__EXERCISE MATERIALS__.
+++

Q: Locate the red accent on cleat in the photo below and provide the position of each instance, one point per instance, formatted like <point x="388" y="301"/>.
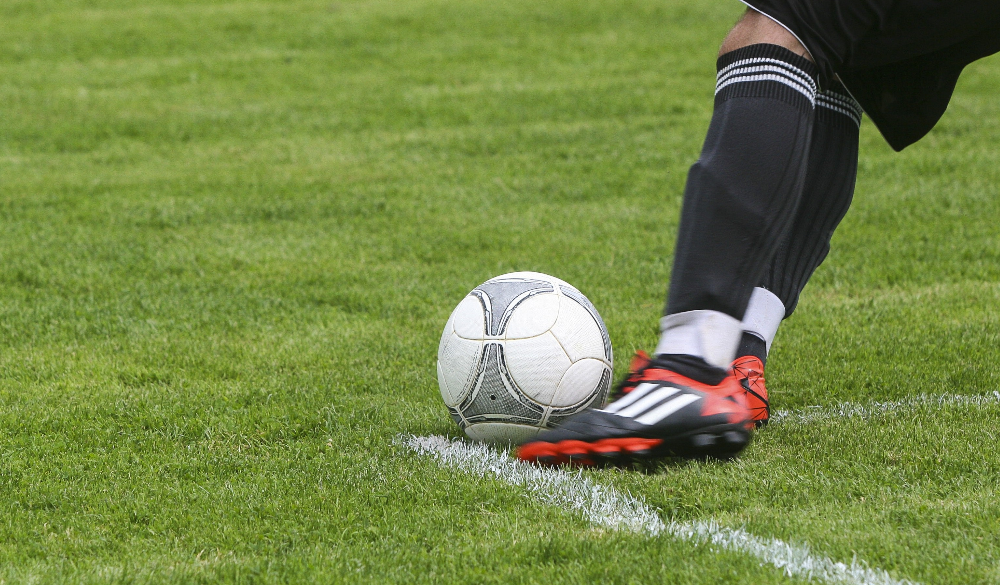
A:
<point x="749" y="372"/>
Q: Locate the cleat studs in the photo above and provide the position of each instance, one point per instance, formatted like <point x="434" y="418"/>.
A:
<point x="703" y="440"/>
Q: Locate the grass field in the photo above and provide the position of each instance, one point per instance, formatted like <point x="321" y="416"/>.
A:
<point x="234" y="230"/>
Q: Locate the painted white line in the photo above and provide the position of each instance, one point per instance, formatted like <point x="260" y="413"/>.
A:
<point x="607" y="507"/>
<point x="872" y="409"/>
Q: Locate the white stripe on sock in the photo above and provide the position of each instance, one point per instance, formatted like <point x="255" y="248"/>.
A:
<point x="648" y="402"/>
<point x="636" y="393"/>
<point x="710" y="335"/>
<point x="763" y="69"/>
<point x="792" y="70"/>
<point x="604" y="506"/>
<point x="783" y="80"/>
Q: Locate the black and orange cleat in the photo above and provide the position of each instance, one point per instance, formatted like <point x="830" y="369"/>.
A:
<point x="748" y="370"/>
<point x="660" y="414"/>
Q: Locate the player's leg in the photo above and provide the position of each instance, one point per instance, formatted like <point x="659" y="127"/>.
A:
<point x="739" y="199"/>
<point x="826" y="195"/>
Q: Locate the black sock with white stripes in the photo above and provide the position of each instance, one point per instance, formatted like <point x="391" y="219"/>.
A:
<point x="826" y="195"/>
<point x="745" y="188"/>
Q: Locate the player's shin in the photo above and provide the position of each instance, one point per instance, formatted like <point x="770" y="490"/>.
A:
<point x="740" y="198"/>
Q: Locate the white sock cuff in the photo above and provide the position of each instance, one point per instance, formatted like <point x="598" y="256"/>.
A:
<point x="710" y="335"/>
<point x="764" y="315"/>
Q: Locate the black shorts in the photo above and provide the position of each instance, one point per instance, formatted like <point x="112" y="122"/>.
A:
<point x="899" y="58"/>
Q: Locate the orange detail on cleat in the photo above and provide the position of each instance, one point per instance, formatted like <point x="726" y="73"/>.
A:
<point x="749" y="372"/>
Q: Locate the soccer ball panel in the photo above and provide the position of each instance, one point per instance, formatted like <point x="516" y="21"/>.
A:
<point x="555" y="282"/>
<point x="502" y="296"/>
<point x="469" y="319"/>
<point x="581" y="380"/>
<point x="584" y="302"/>
<point x="494" y="396"/>
<point x="458" y="359"/>
<point x="578" y="332"/>
<point x="533" y="316"/>
<point x="536" y="365"/>
<point x="521" y="353"/>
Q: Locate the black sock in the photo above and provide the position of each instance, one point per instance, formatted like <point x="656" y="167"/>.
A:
<point x="745" y="188"/>
<point x="826" y="195"/>
<point x="750" y="344"/>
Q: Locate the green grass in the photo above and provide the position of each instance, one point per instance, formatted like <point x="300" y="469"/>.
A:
<point x="234" y="230"/>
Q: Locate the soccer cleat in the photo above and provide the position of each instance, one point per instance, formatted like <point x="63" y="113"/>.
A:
<point x="749" y="372"/>
<point x="663" y="414"/>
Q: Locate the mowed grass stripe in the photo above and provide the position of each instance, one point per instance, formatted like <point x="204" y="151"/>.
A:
<point x="232" y="237"/>
<point x="604" y="506"/>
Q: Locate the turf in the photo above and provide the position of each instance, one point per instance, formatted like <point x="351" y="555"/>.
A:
<point x="233" y="232"/>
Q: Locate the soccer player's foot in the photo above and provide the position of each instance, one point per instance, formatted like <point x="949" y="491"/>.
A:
<point x="748" y="370"/>
<point x="660" y="413"/>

+++

__BRIEF__. Rewrite all of the items above, changing every "instance" to "occurrence" and keeping everything else the same. Leave the pictures out.

__IN RESPONSE__.
Q: Locate the red accent on cleat in the photo below and provide the position of each occurrence, one point per occurrence, formatted like <point x="388" y="301"/>.
A:
<point x="749" y="372"/>
Q: Locate the cleat studs in the photo above and provide the position of each occurrence, one point per occurrence, formatted like <point x="434" y="418"/>.
A:
<point x="703" y="440"/>
Q: Locate the grass field in the photo above and provide the position of each occurrence, one point per occurrence, formatted like <point x="321" y="416"/>.
A:
<point x="234" y="230"/>
Q: Locate the painted white line in the photo above and provide the position of each occurrence, one point per occurrence, formatted like <point x="260" y="413"/>.
A:
<point x="607" y="507"/>
<point x="872" y="409"/>
Q: Locate the white stripe on sock in the photo above and provide the position of each occurrence, one point per occurrence, formatted like <point x="255" y="248"/>.
A:
<point x="648" y="402"/>
<point x="636" y="393"/>
<point x="710" y="335"/>
<point x="763" y="69"/>
<point x="792" y="70"/>
<point x="604" y="506"/>
<point x="783" y="80"/>
Q: Locate the black and orange cleat in the photo above and provide the position of each occurrence, one point per occurrence, formatted like <point x="830" y="369"/>.
A:
<point x="748" y="370"/>
<point x="660" y="414"/>
Q: Locate the player's leg in the photo above and provide the position of each occurrence, one point per occurrence, formatted like <point x="659" y="127"/>.
A:
<point x="739" y="199"/>
<point x="826" y="195"/>
Q: Locate the black sock with white stripes in the photo above and provide the position of each occurrence, one point per occurrence, formatted like <point x="391" y="219"/>.
A:
<point x="826" y="195"/>
<point x="745" y="188"/>
Q: Locate the player's shin in the photo above and provide the position of each occurrence, one point per occurrence, formatted like <point x="770" y="490"/>.
A:
<point x="740" y="198"/>
Q: Locate the white sock cuff in the photo above and provide the position of each occurrence, one point per occurrence, formatted like <point x="598" y="256"/>.
A:
<point x="710" y="335"/>
<point x="764" y="315"/>
Q: Locate the black shorts in the photo above and provide the position of each occurrence, one point per occurrence, formatted like <point x="112" y="122"/>.
A:
<point x="899" y="58"/>
Q: Locate the orange detail on cleat in the photo above and provide the position of each occurrence, one point per occurrence, formatted like <point x="726" y="73"/>.
A:
<point x="749" y="372"/>
Q: Locate the soccer ball panel in the photo above and provide the position of each occurrence, one point per occurrence, formatted like <point x="516" y="21"/>.
A:
<point x="555" y="282"/>
<point x="502" y="296"/>
<point x="469" y="319"/>
<point x="581" y="380"/>
<point x="584" y="302"/>
<point x="494" y="396"/>
<point x="458" y="359"/>
<point x="578" y="332"/>
<point x="533" y="316"/>
<point x="536" y="365"/>
<point x="521" y="353"/>
Q: Locate the black sock in the photo above and provide the position of each occurrence, one point per occurrence, formatted like <point x="656" y="167"/>.
A:
<point x="745" y="188"/>
<point x="826" y="195"/>
<point x="750" y="344"/>
Q: Locate the green grass in the photo above and provide the position of each occurrence, one point per occurrence, formatted like <point x="300" y="469"/>.
A:
<point x="234" y="230"/>
Q: Locate the soccer cleat in the photo above and provide the position of each occurrence, one point per occurrence, formatted like <point x="63" y="113"/>.
A:
<point x="749" y="372"/>
<point x="663" y="414"/>
Q: Locate the mowed grass stripe in the photo above and provide the position of each occurrence, one point per occurrence, formatted like <point x="204" y="151"/>.
A:
<point x="232" y="237"/>
<point x="604" y="506"/>
Q: Locate the turf in the photo above and provide the position of each occurrence, one point per occurrence, formatted like <point x="351" y="555"/>.
A:
<point x="233" y="232"/>
Q: Locate the soccer player's foot in the photo above and provide the position of each occurrence, one point per occurrence, formatted like <point x="949" y="491"/>.
A:
<point x="748" y="370"/>
<point x="660" y="413"/>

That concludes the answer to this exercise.